REQUIREMENTS:
Pull out each line in the rows below that contains the word "daylily", and copy those lines unchanged.

## BEGIN RECORDS SUPPLIED

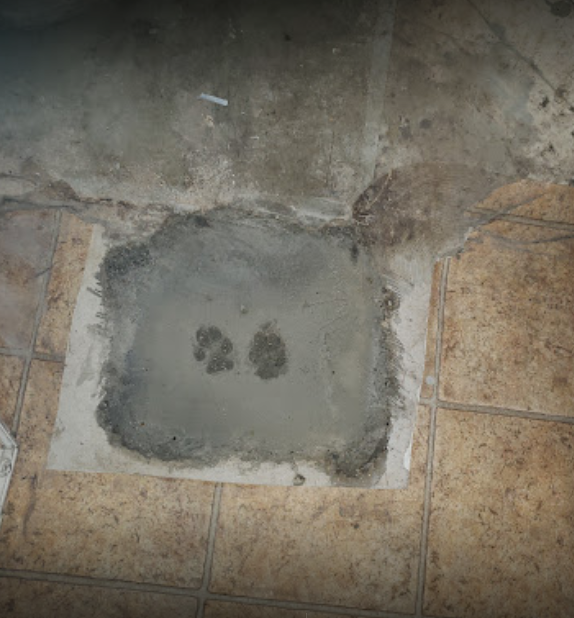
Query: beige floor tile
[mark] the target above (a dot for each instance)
(552, 203)
(508, 321)
(429, 378)
(357, 548)
(65, 280)
(501, 536)
(26, 599)
(217, 609)
(108, 526)
(25, 253)
(11, 369)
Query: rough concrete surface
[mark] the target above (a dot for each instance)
(225, 341)
(395, 117)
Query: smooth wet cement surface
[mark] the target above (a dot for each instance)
(239, 335)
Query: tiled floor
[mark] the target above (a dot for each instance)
(485, 529)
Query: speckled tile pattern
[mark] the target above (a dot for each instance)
(218, 609)
(25, 254)
(11, 369)
(26, 599)
(508, 322)
(501, 505)
(532, 200)
(501, 534)
(116, 527)
(429, 377)
(65, 280)
(335, 546)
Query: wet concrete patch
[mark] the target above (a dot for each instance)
(250, 337)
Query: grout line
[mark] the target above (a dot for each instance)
(37, 319)
(307, 607)
(22, 353)
(72, 580)
(431, 444)
(204, 590)
(494, 411)
(554, 225)
(52, 358)
(19, 352)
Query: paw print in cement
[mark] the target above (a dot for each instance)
(268, 353)
(212, 346)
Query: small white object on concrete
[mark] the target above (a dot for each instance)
(210, 97)
(8, 452)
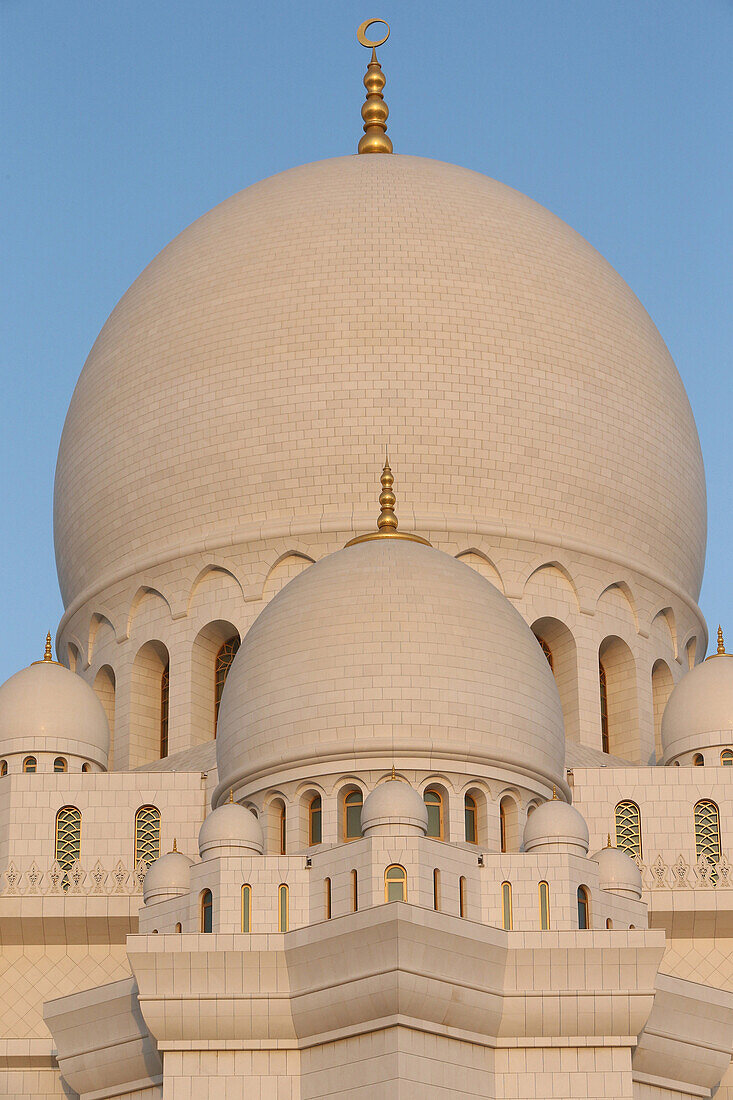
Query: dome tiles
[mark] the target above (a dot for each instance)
(492, 337)
(389, 650)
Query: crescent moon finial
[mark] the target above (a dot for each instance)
(361, 33)
(374, 111)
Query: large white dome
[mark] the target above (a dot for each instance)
(389, 651)
(523, 383)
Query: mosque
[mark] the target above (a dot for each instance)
(326, 800)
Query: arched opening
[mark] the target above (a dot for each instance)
(212, 653)
(544, 906)
(283, 908)
(351, 803)
(506, 906)
(662, 689)
(395, 883)
(148, 835)
(149, 704)
(315, 815)
(509, 824)
(628, 828)
(247, 908)
(435, 805)
(619, 700)
(471, 815)
(560, 650)
(206, 905)
(583, 908)
(105, 686)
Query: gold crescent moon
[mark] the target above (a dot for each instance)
(361, 33)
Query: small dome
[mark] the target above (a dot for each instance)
(556, 826)
(168, 877)
(390, 648)
(699, 713)
(230, 831)
(619, 873)
(394, 807)
(47, 708)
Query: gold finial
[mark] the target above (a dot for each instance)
(374, 111)
(386, 525)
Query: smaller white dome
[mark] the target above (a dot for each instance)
(394, 807)
(168, 877)
(231, 829)
(619, 872)
(47, 708)
(556, 826)
(699, 713)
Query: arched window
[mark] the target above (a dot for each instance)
(433, 800)
(352, 804)
(395, 883)
(506, 906)
(247, 908)
(222, 663)
(148, 835)
(471, 820)
(207, 911)
(707, 829)
(283, 906)
(628, 828)
(68, 837)
(165, 700)
(548, 652)
(603, 683)
(583, 908)
(544, 906)
(283, 829)
(315, 820)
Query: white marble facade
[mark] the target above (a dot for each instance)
(424, 855)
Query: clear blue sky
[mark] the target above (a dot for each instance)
(123, 122)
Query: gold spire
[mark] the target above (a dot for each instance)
(374, 111)
(386, 525)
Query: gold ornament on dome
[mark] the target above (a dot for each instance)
(386, 525)
(374, 110)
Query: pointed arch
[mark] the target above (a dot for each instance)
(287, 565)
(483, 564)
(561, 646)
(617, 601)
(551, 580)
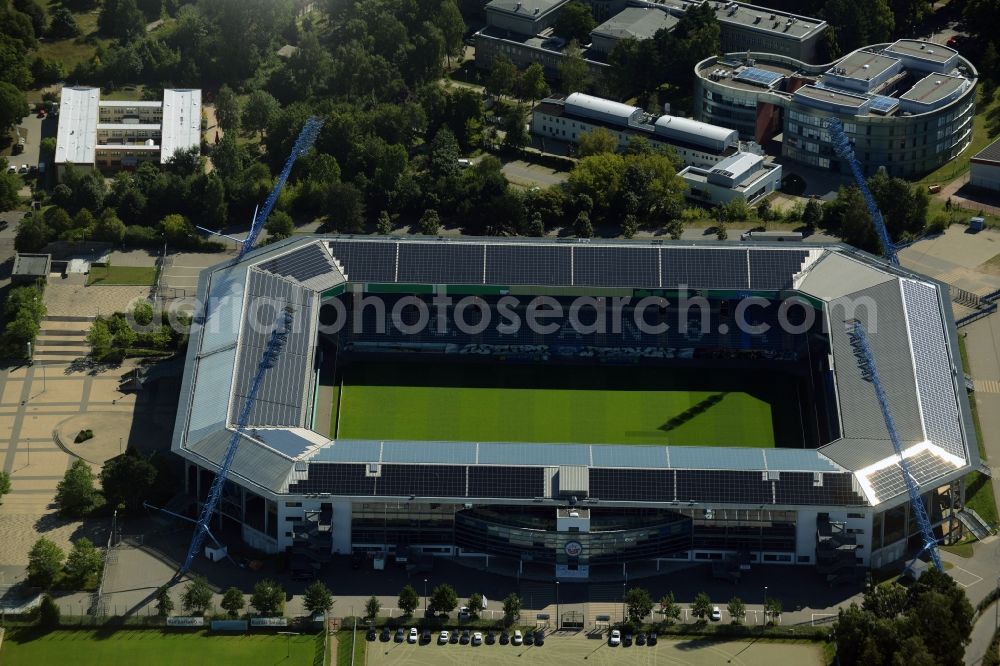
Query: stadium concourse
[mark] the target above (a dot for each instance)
(575, 404)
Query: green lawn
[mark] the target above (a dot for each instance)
(153, 647)
(108, 275)
(595, 405)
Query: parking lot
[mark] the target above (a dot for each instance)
(574, 648)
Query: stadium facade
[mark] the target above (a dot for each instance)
(907, 106)
(832, 496)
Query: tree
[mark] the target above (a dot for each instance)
(84, 561)
(408, 600)
(531, 83)
(49, 614)
(443, 599)
(572, 70)
(127, 479)
(511, 607)
(99, 339)
(63, 24)
(227, 109)
(430, 222)
(638, 603)
(197, 596)
(233, 601)
(164, 604)
(773, 608)
(318, 597)
(45, 561)
(595, 142)
(259, 111)
(13, 107)
(475, 605)
(76, 494)
(575, 21)
(268, 598)
(4, 484)
(812, 214)
(669, 609)
(502, 76)
(121, 19)
(702, 606)
(372, 607)
(279, 225)
(737, 610)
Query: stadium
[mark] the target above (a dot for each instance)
(568, 406)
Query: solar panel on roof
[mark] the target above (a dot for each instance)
(882, 104)
(757, 76)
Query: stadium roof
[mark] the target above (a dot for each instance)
(911, 334)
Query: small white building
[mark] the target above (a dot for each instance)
(985, 167)
(698, 144)
(743, 174)
(118, 134)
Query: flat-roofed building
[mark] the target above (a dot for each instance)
(907, 106)
(697, 144)
(744, 175)
(116, 134)
(985, 167)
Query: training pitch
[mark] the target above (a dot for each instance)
(155, 648)
(586, 405)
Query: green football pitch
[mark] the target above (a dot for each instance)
(592, 405)
(150, 647)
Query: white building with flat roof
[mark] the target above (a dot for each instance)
(118, 134)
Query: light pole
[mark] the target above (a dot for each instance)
(558, 616)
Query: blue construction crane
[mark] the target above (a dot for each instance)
(302, 144)
(863, 354)
(842, 146)
(274, 346)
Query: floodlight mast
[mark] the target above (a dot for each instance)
(275, 344)
(866, 361)
(842, 146)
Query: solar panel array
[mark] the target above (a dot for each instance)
(301, 265)
(757, 76)
(577, 264)
(883, 104)
(925, 466)
(935, 385)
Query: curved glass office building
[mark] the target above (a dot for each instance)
(907, 106)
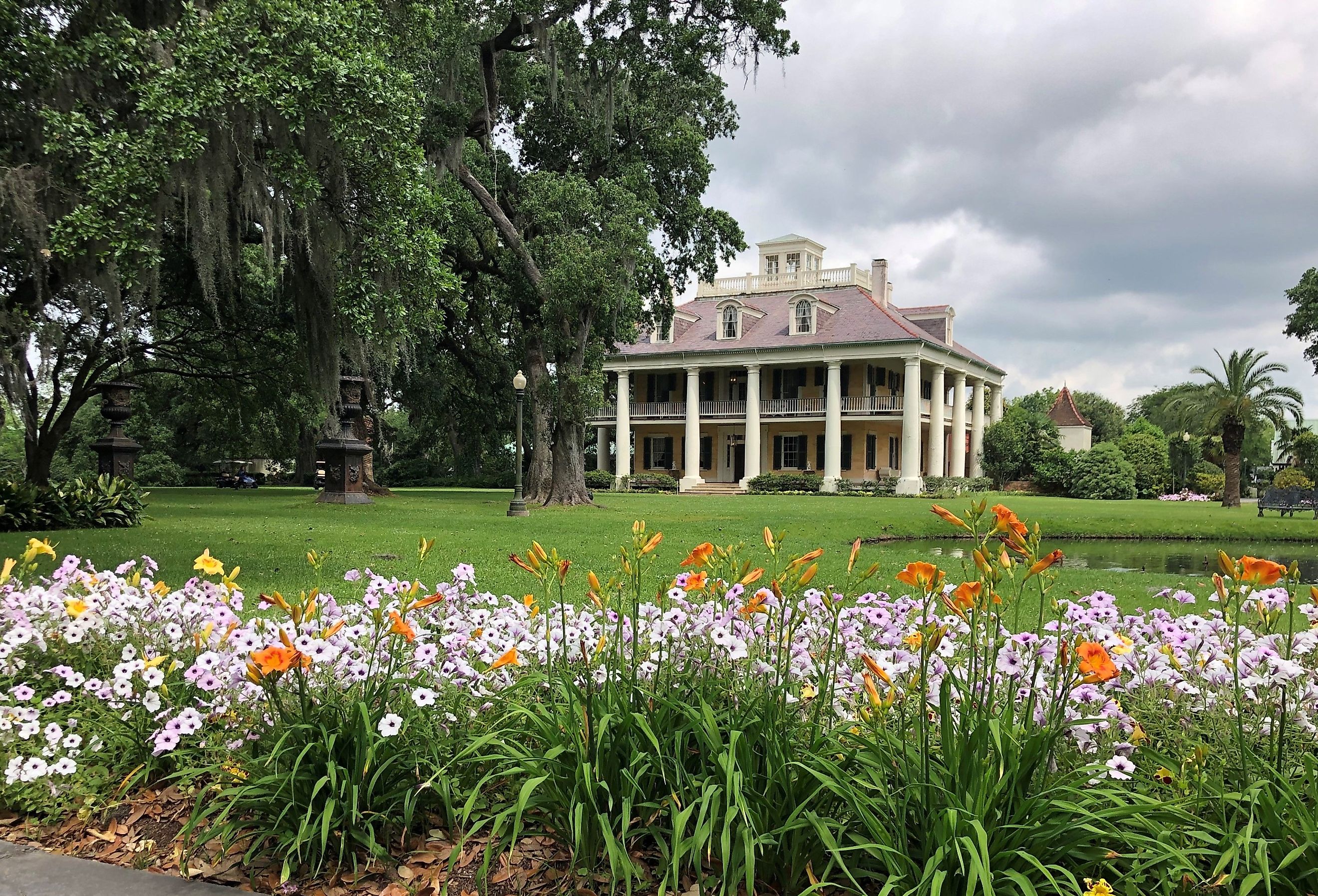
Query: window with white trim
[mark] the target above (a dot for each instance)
(732, 322)
(803, 316)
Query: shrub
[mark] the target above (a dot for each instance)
(1148, 455)
(779, 483)
(1292, 477)
(104, 503)
(653, 483)
(1212, 484)
(159, 468)
(1104, 473)
(600, 480)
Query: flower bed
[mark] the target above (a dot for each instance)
(737, 721)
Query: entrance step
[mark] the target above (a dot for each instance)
(716, 488)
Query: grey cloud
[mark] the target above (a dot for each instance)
(1107, 192)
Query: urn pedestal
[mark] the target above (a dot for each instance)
(346, 456)
(116, 454)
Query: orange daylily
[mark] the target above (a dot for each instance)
(754, 605)
(699, 555)
(1094, 662)
(1261, 572)
(922, 575)
(509, 658)
(753, 576)
(876, 668)
(950, 517)
(401, 626)
(1044, 563)
(964, 598)
(1008, 522)
(275, 659)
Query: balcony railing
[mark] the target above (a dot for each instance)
(786, 283)
(773, 407)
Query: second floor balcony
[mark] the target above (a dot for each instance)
(769, 409)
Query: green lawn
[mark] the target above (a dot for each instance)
(271, 530)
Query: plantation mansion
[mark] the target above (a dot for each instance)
(799, 368)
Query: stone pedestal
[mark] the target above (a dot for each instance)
(116, 454)
(346, 456)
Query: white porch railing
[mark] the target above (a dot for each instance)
(790, 406)
(852, 405)
(870, 404)
(723, 409)
(786, 283)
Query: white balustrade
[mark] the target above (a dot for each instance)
(723, 409)
(786, 281)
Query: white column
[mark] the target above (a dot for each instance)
(977, 427)
(691, 468)
(624, 427)
(910, 481)
(752, 423)
(833, 427)
(959, 425)
(936, 421)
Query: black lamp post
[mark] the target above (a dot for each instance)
(517, 506)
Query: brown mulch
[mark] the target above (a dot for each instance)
(143, 833)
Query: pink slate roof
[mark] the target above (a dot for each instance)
(858, 319)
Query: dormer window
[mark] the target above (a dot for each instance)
(730, 322)
(803, 318)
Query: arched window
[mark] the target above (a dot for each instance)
(730, 322)
(803, 316)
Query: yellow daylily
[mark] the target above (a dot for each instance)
(209, 566)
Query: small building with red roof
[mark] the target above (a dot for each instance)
(1073, 431)
(799, 367)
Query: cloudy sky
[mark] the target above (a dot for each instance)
(1106, 192)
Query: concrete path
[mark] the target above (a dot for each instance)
(28, 872)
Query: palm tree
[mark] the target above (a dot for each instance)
(1242, 396)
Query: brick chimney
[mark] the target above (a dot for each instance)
(880, 281)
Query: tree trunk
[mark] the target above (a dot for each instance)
(540, 472)
(1233, 440)
(569, 483)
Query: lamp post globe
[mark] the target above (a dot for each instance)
(517, 506)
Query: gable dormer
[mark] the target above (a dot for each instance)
(790, 254)
(803, 312)
(733, 318)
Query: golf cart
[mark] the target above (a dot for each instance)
(234, 475)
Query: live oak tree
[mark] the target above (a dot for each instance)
(580, 130)
(289, 126)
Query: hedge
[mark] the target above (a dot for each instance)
(103, 503)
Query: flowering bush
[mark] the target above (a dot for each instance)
(738, 718)
(1184, 495)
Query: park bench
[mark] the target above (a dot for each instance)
(1288, 501)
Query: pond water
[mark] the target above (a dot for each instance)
(1175, 558)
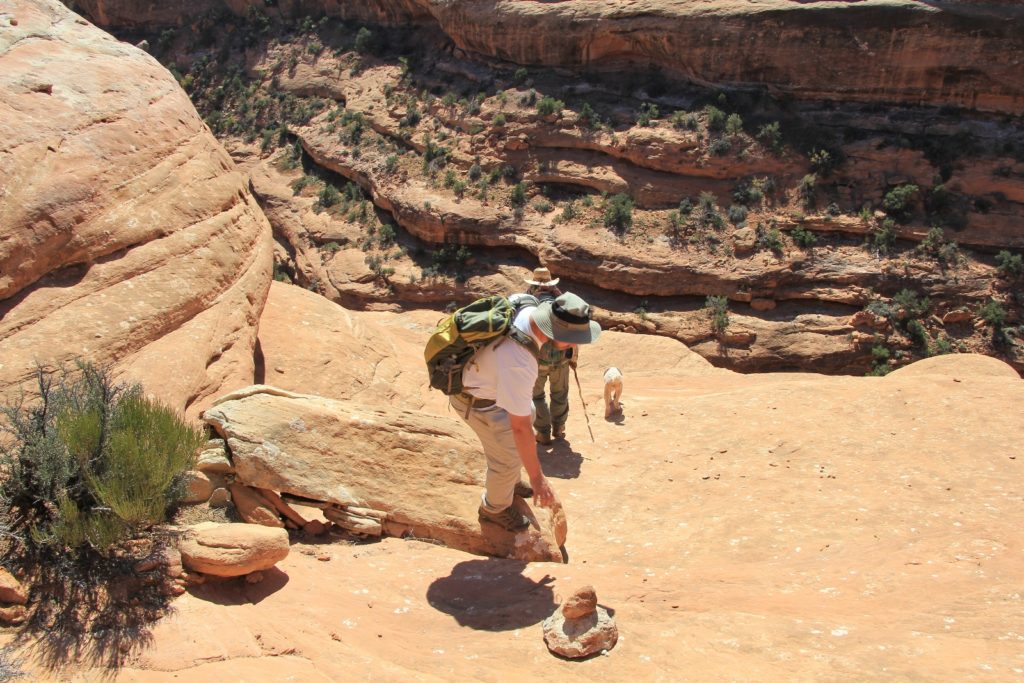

## END RECORDS SUPPLIED

ANSWER TO THE PROBLEM:
Query: orange daylily
Query: yellow daylily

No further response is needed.